#### The data
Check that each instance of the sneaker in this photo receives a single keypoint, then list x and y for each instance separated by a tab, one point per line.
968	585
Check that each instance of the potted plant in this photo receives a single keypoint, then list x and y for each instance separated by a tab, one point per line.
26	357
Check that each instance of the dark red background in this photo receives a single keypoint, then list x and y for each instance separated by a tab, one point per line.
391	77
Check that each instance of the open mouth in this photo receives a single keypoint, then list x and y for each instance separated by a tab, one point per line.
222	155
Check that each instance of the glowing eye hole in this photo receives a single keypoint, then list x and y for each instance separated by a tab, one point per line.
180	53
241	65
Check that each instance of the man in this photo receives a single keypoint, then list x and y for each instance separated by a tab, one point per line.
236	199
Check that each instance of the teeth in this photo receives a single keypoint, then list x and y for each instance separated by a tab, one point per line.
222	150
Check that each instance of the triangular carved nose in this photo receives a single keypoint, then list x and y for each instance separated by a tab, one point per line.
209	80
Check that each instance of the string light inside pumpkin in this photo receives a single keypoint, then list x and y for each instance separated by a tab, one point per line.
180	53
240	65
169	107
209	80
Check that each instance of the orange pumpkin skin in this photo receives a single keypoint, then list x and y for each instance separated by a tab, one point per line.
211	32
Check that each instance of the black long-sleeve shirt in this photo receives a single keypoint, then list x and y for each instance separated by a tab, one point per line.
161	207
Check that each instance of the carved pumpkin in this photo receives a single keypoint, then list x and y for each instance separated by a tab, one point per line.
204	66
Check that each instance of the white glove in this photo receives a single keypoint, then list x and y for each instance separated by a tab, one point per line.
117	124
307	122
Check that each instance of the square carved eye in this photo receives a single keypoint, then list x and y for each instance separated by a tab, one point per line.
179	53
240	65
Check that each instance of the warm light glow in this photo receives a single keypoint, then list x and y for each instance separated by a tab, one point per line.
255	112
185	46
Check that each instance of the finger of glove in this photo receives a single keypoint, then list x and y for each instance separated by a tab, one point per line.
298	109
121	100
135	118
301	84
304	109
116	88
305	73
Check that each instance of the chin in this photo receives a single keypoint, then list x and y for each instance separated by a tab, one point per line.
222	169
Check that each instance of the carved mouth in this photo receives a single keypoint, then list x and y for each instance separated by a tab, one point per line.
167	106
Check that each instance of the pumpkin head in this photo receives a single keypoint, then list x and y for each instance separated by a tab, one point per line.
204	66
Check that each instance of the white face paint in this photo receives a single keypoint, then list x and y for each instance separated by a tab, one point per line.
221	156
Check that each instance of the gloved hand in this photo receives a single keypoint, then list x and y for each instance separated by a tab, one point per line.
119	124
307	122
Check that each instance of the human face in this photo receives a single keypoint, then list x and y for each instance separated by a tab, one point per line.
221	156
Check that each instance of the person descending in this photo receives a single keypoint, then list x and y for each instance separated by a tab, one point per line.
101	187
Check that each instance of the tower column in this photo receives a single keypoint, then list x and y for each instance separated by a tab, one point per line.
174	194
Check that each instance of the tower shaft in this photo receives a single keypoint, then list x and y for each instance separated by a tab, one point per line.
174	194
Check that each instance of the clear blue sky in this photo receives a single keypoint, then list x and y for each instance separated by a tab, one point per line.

#### Exercise aim
Return all of the entries exactly as written.

#### Task output
Check that each instance of the sneaker in this photo receives a single keypoint, then list x and y for each instance separated by a tab, one point per line.
968	585
Check that each instance of the potted plant in this photo receives a single keypoint, then list x and y for each instance separated by a tab, one point per line.
26	357
Check that each instance of the dark red background in this photo receives a single keypoint, then list x and y for each instance separated by a tab, one point per line.
391	77
Check that each instance of the open mouth in this photo receives a single keypoint, then list x and y for each instance separated by a tab, one point per line.
222	155
Check that each instance of the glowing eye hole in this photo receives a single keypoint, then list x and y for each instance separated by a tab, one point per line.
180	53
241	65
Check that each instance of the man in this photo receives a single keypoint, then list x and y for each instance separated by a tab, one point per line.
236	199
Check that each instance of the teeth in this photo receives a single keypoint, then list x and y for each instance separated by a tab, one point per line.
222	150
Check that each instance of the triangular carved nose in this photo receives a single keypoint, then list x and y for each instance separated by a tab, one point per line.
209	80
Check that each instance of the string light inside pumpkin in this photo receives a single keypoint, then list x and y for each instance separated by a tab, one point per line.
180	53
240	65
169	107
209	80
Check that each instance of the orange pumpkin skin in this photo receives a single keypoint, then list x and y for each instance separated by a tab, one point per line.
211	32
Check that each instance of the black long-sleeve shirt in this photo receives a single keypoint, then list x and y for each instance separated by a tab, one point per line.
161	207
Check that each instance of the carved pumpkin in this photo receives a single keypoint, then list x and y for each instance separated by a tab, one point per line.
204	66
Check that each instance of the white glove in this photo receives a single keypoint, then list x and y for each instance separated by a tab, one point per line.
117	124
307	122
Check that each instance of the square carved eye in this photo receives a single keypoint, then list x and y for each instance separated by a tab, one point per line.
179	53
240	65
Check that each instance of the warm light glow in this photo receives a single keypoint, then list x and y for each instance separated by a tab, one point per line.
255	112
185	46
Check that each instance of the finger of glove in this photo receives a single keypoint, then list x and y for each instance separated by a tab, one point per line.
298	109
121	100
135	118
301	84
304	109
116	88
305	73
Check that each instance of the chin in this photo receives a single keypoint, then list x and y for each instance separated by a tab, one point per line.
222	169
Check that each instance of the carved mouth in this photo receives a single keypoint, then list x and y for each instance separated by a tab, one point per line.
167	106
Check that each instance of the pumpkin head in this photo receives a single keypoint, then list x and y for each instance separated by a tab, one point per line.
204	66
Check that each instance of the white face paint in this photo receives a single keypoint, then list x and y for each instance separated by a tab, one point per line.
221	156
Check that each instance of the gloved hand in this photo receives a single keypoint, then list x and y for each instance separated by a tab, one point per line.
119	124
307	122
Check that each instance of the human face in this photo receives a single keypoint, then list x and y for each instance separated by a tab, one point per line.
221	156
Check that each instance of the person descending in this photo receives a single keypoint, then list x and y for each instance separated by a tab, one point per line.
101	187
Check that each instance of the tower column in this photo receives a single keypoint, then list x and y for each instance separated by a tab, one point per line.
174	194
Check that each instance of the tower shaft in this photo receives a single keypoint, then list x and y for each instance separated by a tab, one point per line.
174	194
Check that each instance of the clear blue sky in this photo receives a single keypoint, then list x and y for each instance separated by a tab, one point per line.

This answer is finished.